* **WRITTEN TASK**
Can you copy every one of the records below word for word, keeping them in the same order?

* **DATA ENTRIES**
____________________

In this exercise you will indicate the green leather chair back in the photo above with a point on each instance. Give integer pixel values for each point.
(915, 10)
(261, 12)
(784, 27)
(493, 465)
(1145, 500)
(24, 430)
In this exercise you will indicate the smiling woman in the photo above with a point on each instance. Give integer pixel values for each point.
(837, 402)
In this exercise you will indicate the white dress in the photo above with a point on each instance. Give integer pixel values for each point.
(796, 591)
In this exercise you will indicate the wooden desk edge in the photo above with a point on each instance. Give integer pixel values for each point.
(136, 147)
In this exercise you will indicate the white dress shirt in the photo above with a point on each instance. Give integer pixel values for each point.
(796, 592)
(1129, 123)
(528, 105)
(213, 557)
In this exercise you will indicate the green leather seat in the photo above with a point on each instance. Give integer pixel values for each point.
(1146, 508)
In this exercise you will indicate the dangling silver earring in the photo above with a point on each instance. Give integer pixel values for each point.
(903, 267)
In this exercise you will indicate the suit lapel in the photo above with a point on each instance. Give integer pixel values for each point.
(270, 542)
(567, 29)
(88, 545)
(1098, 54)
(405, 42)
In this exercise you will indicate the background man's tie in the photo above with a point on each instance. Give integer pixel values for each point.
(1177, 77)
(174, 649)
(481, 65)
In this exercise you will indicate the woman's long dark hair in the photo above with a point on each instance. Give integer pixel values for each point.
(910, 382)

____________________

* **ANSWER FOR THE TASK**
In this exercise you will indicate the green leather chair back in the photo above with a point on each instance. Give integer pixel values for each point.
(915, 10)
(261, 12)
(784, 27)
(493, 465)
(1145, 500)
(24, 430)
In this exercise you will indicate the smiling woman in the photo above with a point on each instance. Give integer pixel values for each point.
(837, 402)
In this exercise you will indicate the white dress in the photo above with a point on each instance. Give integer pixel values for each point.
(796, 591)
In this exercise you will indicate the wooden desk edge in the photo above with a point on each instance. Give integer pixel values for each point.
(136, 147)
In this exercise you will indicate the white dress shirt in the photo above with a point on each instance. Give integer pixel values for each point.
(796, 592)
(1129, 123)
(528, 105)
(213, 557)
In this exercise you will indicate the green leather seat in the photo above with a point on each instance. Give integer pixel values for each point.
(1146, 508)
In this exercise you will indicate the dangling silver earring in the photo above with a point on each instance. Give integer pixel values for each point.
(903, 267)
In this exercise you will indicate the suit lapel in the photo above with a point on each instance. Give integer pixel values for each point.
(270, 542)
(567, 29)
(88, 545)
(1098, 54)
(405, 42)
In this exercise you will indicate the background man's tie in the photo above with a point on each instance. Give integer pixel values for each point.
(1177, 77)
(174, 649)
(481, 65)
In this exercise you will indicate the woman's long dark hair in the photo above with a point on each instance. Give integer pixel values for each point.
(910, 382)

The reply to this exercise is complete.